Task statement.
Print the whole listing, character for character.

======== Data supplied ========

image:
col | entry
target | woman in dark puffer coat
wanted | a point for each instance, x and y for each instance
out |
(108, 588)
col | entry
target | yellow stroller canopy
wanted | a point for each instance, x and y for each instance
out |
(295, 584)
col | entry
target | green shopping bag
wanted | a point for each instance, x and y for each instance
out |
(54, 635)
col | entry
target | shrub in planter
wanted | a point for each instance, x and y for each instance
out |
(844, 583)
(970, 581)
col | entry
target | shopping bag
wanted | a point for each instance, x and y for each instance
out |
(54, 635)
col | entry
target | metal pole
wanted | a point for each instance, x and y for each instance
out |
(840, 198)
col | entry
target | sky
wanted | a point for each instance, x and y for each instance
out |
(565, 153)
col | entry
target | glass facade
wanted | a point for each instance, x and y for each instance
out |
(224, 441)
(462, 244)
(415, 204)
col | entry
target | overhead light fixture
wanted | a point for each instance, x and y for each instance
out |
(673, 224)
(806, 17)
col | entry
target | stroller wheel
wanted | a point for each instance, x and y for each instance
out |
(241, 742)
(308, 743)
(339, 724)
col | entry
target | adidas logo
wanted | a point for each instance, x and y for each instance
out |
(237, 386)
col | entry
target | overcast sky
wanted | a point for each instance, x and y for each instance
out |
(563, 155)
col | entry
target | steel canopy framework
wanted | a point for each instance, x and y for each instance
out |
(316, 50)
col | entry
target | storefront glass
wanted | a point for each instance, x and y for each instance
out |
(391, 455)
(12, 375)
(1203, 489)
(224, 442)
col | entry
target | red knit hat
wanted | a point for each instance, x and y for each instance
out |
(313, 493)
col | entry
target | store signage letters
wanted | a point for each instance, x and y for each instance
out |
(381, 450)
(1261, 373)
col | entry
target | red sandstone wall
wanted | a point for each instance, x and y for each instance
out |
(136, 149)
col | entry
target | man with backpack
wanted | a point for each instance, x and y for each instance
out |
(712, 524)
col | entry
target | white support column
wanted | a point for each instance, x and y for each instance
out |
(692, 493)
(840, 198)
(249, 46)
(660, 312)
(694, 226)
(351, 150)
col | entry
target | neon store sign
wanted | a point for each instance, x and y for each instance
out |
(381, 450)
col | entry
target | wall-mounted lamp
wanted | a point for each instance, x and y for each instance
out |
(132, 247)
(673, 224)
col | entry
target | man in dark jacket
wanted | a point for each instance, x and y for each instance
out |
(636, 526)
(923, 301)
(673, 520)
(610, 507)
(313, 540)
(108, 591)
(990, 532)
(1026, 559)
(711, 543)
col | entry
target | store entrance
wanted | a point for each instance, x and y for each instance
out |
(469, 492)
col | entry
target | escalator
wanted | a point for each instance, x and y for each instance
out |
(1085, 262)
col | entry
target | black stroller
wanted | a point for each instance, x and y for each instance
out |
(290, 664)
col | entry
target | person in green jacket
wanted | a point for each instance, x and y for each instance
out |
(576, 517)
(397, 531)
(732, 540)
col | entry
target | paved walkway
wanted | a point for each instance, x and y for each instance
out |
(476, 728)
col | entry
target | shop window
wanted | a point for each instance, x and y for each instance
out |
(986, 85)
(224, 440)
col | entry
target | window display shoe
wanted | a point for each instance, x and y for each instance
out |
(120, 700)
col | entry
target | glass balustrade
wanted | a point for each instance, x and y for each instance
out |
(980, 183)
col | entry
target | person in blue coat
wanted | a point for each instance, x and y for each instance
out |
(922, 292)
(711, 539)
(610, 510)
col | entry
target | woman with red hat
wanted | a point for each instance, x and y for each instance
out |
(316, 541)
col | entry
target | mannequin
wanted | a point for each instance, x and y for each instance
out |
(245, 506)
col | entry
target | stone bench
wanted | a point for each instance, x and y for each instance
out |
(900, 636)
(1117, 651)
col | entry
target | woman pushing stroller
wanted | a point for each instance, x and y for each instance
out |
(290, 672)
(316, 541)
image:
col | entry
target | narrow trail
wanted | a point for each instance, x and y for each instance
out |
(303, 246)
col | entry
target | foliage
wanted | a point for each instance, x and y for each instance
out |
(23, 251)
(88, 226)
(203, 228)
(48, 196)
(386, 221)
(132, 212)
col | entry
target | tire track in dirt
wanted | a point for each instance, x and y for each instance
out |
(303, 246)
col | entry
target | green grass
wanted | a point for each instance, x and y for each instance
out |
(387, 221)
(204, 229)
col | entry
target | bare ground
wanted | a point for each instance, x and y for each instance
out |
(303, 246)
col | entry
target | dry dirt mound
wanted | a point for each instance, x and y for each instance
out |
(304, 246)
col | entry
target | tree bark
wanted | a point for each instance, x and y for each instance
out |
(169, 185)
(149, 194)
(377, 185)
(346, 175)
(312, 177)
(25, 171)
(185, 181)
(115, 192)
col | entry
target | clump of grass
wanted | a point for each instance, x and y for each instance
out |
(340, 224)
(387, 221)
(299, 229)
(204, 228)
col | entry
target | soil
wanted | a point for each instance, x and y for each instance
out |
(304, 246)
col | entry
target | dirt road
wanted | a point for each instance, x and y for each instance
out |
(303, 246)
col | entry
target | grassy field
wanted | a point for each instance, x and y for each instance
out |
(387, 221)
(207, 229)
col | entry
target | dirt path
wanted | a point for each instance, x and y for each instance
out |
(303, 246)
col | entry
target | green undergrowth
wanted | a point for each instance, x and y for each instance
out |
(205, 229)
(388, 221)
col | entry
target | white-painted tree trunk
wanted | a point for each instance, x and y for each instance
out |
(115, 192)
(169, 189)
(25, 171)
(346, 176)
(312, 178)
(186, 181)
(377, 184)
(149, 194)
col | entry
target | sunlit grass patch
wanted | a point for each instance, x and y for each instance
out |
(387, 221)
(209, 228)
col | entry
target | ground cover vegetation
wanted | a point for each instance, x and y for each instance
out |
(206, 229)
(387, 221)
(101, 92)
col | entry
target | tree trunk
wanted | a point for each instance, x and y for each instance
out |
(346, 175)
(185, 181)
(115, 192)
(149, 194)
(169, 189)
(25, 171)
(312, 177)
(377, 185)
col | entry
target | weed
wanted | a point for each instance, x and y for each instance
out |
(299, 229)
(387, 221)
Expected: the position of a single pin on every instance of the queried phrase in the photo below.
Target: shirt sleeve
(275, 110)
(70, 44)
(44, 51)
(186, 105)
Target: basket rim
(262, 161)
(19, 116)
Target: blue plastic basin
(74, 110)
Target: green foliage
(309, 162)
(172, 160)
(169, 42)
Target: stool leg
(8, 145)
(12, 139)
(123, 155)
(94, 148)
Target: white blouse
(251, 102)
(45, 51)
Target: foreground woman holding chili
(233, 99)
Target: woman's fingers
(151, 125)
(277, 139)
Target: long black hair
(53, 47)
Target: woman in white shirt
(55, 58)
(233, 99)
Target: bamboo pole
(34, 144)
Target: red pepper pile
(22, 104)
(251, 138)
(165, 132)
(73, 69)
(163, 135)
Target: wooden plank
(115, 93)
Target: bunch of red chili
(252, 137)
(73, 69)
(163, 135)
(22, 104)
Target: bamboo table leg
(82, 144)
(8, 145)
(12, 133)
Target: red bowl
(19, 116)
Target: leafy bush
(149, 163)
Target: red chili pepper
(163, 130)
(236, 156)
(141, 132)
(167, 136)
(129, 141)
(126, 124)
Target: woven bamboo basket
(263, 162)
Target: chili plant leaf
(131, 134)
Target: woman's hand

========

Output for this exercise.
image:
col | entry
target | woman in dark puffer coat
wanted | a point for each instance, x and y for each instance
out |
(108, 588)
col | entry
target | yellow stroller canopy
wanted | a point for each instance, x and y for each instance
out |
(295, 584)
col | entry
target | green shopping bag
wanted | a point for each instance, x and y for each instance
out |
(54, 635)
col | entry
target | shrub in planter
wanted | a point for each instance, x and y for each instance
out |
(844, 583)
(970, 581)
col | entry
target | shopping bag
wanted | a point for each instance, x and y for each instance
out |
(54, 635)
col | entry
target | metal pole
wanted | a point for each instance, x and y for each instance
out |
(840, 198)
col | entry
target | sky
wanted | a point for each instance, x and y for each instance
out |
(565, 153)
col | entry
target | glass facade
wanted | a point for each instance, x and y for each instance
out |
(224, 441)
(462, 244)
(415, 204)
col | entry
target | overhead light fixture
wanted | a point for each instance, x and y for each instance
out |
(673, 224)
(806, 17)
col | entry
target | stroller wheel
wanted | a point for each instance, x and y for each instance
out |
(241, 742)
(308, 743)
(339, 724)
col | entry
target | adidas logo
wanted | a point for each instance, x and y for each instance
out |
(237, 386)
col | entry
target | overcast sky
wanted | a point for each instance, x and y for each instance
out |
(563, 155)
col | entry
target | steel canopy framework
wanted | a point for each instance, x and y for each instance
out |
(316, 50)
col | entry
target | storefront glass
wanted | a point for each instance, x and y for each instance
out |
(391, 455)
(12, 375)
(1203, 489)
(224, 442)
col | entry
target | red knit hat
wanted | a point for each instance, x and y for each instance
out |
(313, 493)
col | entry
target | store signage letters
wanted | a point for each instance, x and y for each instance
out |
(381, 450)
(1261, 373)
col | entry
target | red sandstone wall
wanted | a point for each instance, x and y for each instance
out |
(136, 149)
col | entry
target | man with backpack
wanted | a point for each instance, x and y for each instance
out |
(712, 524)
col | entry
target | white support column
wanted | a point for each instance, x and y for each instance
out |
(692, 493)
(840, 198)
(249, 46)
(660, 312)
(694, 226)
(351, 150)
col | entry
target | neon store sign
wanted | a point for each instance, x and y for each instance
out |
(381, 450)
col | entry
target | wall-mounted lamp
wanted | a point for each instance, x and y for each instance
out |
(132, 247)
(673, 224)
col | entry
target | man in dark jacket
wanted | a point for each instance, x and y for each instance
out |
(636, 526)
(923, 301)
(673, 520)
(610, 507)
(313, 540)
(108, 591)
(990, 532)
(1026, 559)
(711, 543)
col | entry
target | store entrance
wanted | a point for each instance, x and y for each instance
out |
(469, 492)
col | entry
target | escalator
wanted | a point for each instance, x and y for each instance
out |
(1085, 262)
col | entry
target | black stroller
wanted | a point for each instance, x and y for each instance
out |
(290, 664)
col | entry
target | person in green jacket
wanted | a point for each instance, x and y for each instance
out |
(576, 517)
(397, 531)
(732, 540)
col | entry
target | paved walkway
wanted | a point for each instance, x and y for each instance
out |
(476, 728)
col | entry
target | shop window
wanted | a point for each instance, x and y for each instance
out |
(986, 85)
(224, 440)
col | entry
target | window display shoe
wanted | a point for each instance, x and y for each instance
out |
(120, 700)
col | entry
target | glass balustrade
wanted | a point for each instance, x and y for each instance
out |
(980, 183)
col | entry
target | person in blue coat
wanted | a point for each instance, x and y for each instance
out |
(922, 292)
(711, 539)
(610, 510)
col | entry
target | woman with red hat
wanted | a point for each instance, x and y for each instance
out |
(316, 541)
col | entry
target | mannequin
wanted | a point for each instance, x and y for each instance
out |
(245, 506)
col | entry
target | stone bench
wanted | a point for each instance, x and y for each instance
out |
(900, 636)
(1117, 651)
col | entry
target | woman pushing stroller
wanted | a point for each instance, x and y for each instance
out |
(290, 672)
(316, 541)
image:
col | entry
target | narrow trail
wanted | a point for each instance, x and y for each instance
out |
(303, 246)
col | entry
target | foliage
wanted | a point for each instance, x and y for each instance
out |
(23, 251)
(88, 226)
(203, 228)
(48, 196)
(386, 221)
(132, 212)
col | entry
target | tire track in dirt
wanted | a point for each instance, x and y for each instance
out |
(303, 246)
col | entry
target | green grass
wanted | a point for each instance, x and y for each instance
out |
(387, 221)
(204, 229)
col | entry
target | bare ground
wanted | a point for each instance, x and y for each instance
out |
(303, 246)
col | entry
target | dry dirt mound
wanted | a point for each instance, x and y for each instance
out |
(304, 246)
col | entry
target | tree bark
wanted | a point for each instance, x and y for each instance
out |
(169, 185)
(149, 194)
(377, 185)
(346, 175)
(312, 177)
(25, 171)
(185, 181)
(115, 192)
col | entry
target | clump of grass
wanted | a point for each instance, x and y for each instance
out |
(340, 224)
(387, 221)
(299, 229)
(204, 228)
col | entry
target | soil
wanted | a point for each instance, x and y for each instance
out |
(304, 246)
col | entry
target | dirt road
wanted | a point for each instance, x and y for each instance
out |
(303, 246)
col | entry
target | grassy field
wanted | a point for each instance, x and y for each instance
out |
(387, 221)
(207, 229)
col | entry
target | dirt path
wanted | a point for each instance, x and y for each instance
out |
(303, 246)
col | entry
target | green undergrowth
wanted | a point for each instance, x and y for each instance
out |
(205, 229)
(388, 221)
col | entry
target | white-painted tree trunk
wanted | a point for each instance, x and y for each instance
out |
(115, 192)
(169, 189)
(25, 171)
(346, 176)
(312, 178)
(186, 181)
(377, 184)
(149, 194)
col | entry
target | sunlit grass patch
wanted | a point for each instance, x and y for each instance
out |
(387, 221)
(209, 228)
col | entry
target | ground cover vegetation
wanted | a point for each instance, x and y for each instance
out |
(206, 229)
(387, 221)
(101, 92)
col | entry
target | tree trunk
wanted | a point for each instance, x and y for each instance
out |
(346, 175)
(185, 181)
(115, 192)
(149, 194)
(169, 189)
(25, 171)
(312, 177)
(377, 185)
col | entry
target | weed
wanted | a point for each instance, x and y for each instance
out |
(299, 229)
(387, 221)
Expected: the position of a single pin on every instance of the queried phrase in the photo below.
Target: shirt sleeve
(275, 110)
(70, 44)
(44, 51)
(186, 105)
Target: basket rim
(262, 161)
(19, 116)
Target: blue plastic basin
(74, 110)
Target: green foliage
(309, 162)
(172, 160)
(169, 42)
Target: stool leg
(8, 145)
(12, 139)
(123, 155)
(94, 148)
Target: white blouse
(251, 102)
(45, 51)
Target: foreground woman holding chili
(233, 99)
Target: woman's fingers
(151, 125)
(277, 139)
Target: long black hair
(53, 47)
Target: woman in white shirt
(55, 58)
(233, 99)
Target: bamboo pole
(34, 144)
Target: red pepper pile
(22, 104)
(251, 138)
(165, 132)
(73, 69)
(163, 135)
Target: wooden plank
(115, 93)
Target: bunch of red chili
(252, 137)
(73, 69)
(163, 135)
(22, 104)
Target: bamboo table leg
(82, 144)
(8, 145)
(12, 133)
Target: red bowl
(19, 116)
Target: leafy bush
(149, 163)
Target: red chili pepper
(163, 130)
(236, 156)
(141, 132)
(167, 136)
(129, 141)
(126, 124)
Target: woven bamboo basket
(263, 162)
Target: chili plant leaf
(131, 134)
Target: woman's hand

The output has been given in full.